Excerpted text:
Singapore Land Authority Develops Digital Twin of all Public Roads in Singapore

Author photo: Sharada Prahladrao
BySharada Prahladrao
Category:
Project Success Story

Background: The island nation of Singapore wanted to ensure that it effectively uses its land and space resources. Therefore, the government agency Singapore Land Authority (SLA) initiated a national 3D mapping of Singapore via aerial and street mobile mapping with a “capture once, use by many” objective, to create a smart, resilient, and sustainable nation. Over two phases, the project sought to map the entire nation with rapid reality data capturing technologies, creating an accurate, reliable, and consistent national 3D map that supports government agencies in their policy formulation, planning, operation, and risk management.

For aerial mapping, the team would need to conduct 3D mapping over the entire land mass within 40 days at the highest level of detail. Mobile mapping meant providing point density of 40 points per square meter and 360-degree panoramic images at 20-meter intervals. However, the team also needed to remove people or cars from all images and ensure that it captured the reality data hidden behind these objects.

Tasks and exercises:
A – In the Singapore road-mapping text, within how many days did the aerial mapping of the entire land mass have to be completed?
B – Carry on the text about Singapore's national 3D mapping project from the end of its last paragraph.

Given information:

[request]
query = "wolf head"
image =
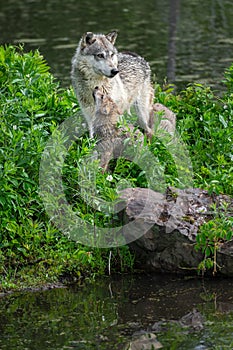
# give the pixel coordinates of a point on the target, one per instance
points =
(101, 52)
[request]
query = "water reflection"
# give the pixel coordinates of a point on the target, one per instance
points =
(183, 40)
(106, 314)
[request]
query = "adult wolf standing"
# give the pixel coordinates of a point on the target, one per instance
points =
(125, 77)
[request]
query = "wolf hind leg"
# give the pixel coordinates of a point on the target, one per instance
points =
(144, 109)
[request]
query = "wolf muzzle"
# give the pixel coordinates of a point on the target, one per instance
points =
(114, 72)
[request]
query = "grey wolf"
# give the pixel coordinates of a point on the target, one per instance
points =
(168, 120)
(125, 77)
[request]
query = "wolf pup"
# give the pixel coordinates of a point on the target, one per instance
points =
(125, 77)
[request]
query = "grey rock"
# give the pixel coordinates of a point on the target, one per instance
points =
(173, 221)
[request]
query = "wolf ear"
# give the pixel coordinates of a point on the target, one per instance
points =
(87, 39)
(112, 36)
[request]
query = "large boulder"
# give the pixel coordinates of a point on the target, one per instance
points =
(173, 222)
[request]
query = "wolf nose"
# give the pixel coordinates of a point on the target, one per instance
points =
(114, 71)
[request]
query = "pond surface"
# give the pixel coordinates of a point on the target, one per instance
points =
(186, 41)
(111, 312)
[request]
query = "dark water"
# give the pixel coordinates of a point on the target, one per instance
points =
(186, 41)
(106, 314)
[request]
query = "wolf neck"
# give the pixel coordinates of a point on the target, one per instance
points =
(90, 79)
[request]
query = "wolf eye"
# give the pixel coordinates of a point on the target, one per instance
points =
(100, 55)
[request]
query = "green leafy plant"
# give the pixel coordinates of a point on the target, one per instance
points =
(210, 238)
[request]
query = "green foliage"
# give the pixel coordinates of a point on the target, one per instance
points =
(32, 105)
(32, 250)
(211, 236)
(205, 123)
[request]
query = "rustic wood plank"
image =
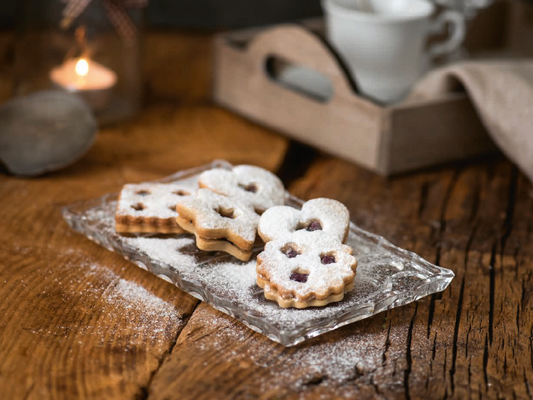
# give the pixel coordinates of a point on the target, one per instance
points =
(77, 321)
(473, 340)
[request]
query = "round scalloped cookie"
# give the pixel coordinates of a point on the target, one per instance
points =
(303, 268)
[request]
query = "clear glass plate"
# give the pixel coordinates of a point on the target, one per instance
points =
(387, 276)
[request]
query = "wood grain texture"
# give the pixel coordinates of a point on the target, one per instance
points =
(471, 341)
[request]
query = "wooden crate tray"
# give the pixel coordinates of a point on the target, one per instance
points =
(249, 79)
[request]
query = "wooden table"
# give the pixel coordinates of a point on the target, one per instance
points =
(78, 321)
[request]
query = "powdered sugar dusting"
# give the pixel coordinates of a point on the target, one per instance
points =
(278, 221)
(322, 280)
(250, 184)
(243, 221)
(156, 200)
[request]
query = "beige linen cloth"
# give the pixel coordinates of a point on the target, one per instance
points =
(502, 93)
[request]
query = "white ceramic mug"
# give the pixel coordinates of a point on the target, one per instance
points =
(383, 41)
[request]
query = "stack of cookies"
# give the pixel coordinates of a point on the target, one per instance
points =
(304, 262)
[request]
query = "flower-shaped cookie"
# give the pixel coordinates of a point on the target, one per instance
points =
(253, 185)
(219, 223)
(305, 269)
(327, 215)
(150, 207)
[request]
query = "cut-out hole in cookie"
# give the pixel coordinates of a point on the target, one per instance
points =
(299, 276)
(181, 193)
(310, 226)
(226, 213)
(290, 250)
(327, 259)
(251, 187)
(138, 207)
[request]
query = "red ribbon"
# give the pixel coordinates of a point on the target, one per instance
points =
(116, 11)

Answers for the tasks:
A – Within 40 days.

B –
What needed to be done: SLA knew that conventional methods would not be effective on this project. The mobile mapping data collected for all the island nation’s public street amounted to about 25 terabytes. Sharing that reality data with government agencies would mean duplicating the data sets. This method would mean that agencies could potentially be using old or inaccurate data to make decisions, leading to longer decision-making workflows.

Additionally, the team needed to refine about 600 billion point clouds. They sought to integrate the aerial mapping data and street mobile mapping data, such as point clouds and 360-degree panoramic images to ensure that there were no overlapping data points. SLA realized that the best method was to create a digital twin with reliable 3D data. Therefore, they needed a comprehensive, web-based application to manage the massive amount of reality data and develop a digital twin. SLA was already familiar with applications from Bentley Systems, so they were chosen as the preferred partner.

Bentley’s Solution: SLA selected Orbit 3DM, one of the key technologies powering iTwin Capture along with ContextCapture, to create a web portal, allowing the team to manage and integrate the large volume of point clouds and images. They then generated a digital twin, called SG Digital Twin, to bridge reality data sharing with multiple users via cloud-based resources. Bentley’s Orbit 3DM solution enabled SLA to deliver a digital twin to government agencies through just a web portal, without these agencies investing in IT infrastructure to host and store the datasets at their end. Users with passwords could access the datasets from their web browser, streaming terabytes of datasets effortlessly in the ease of their office or from home.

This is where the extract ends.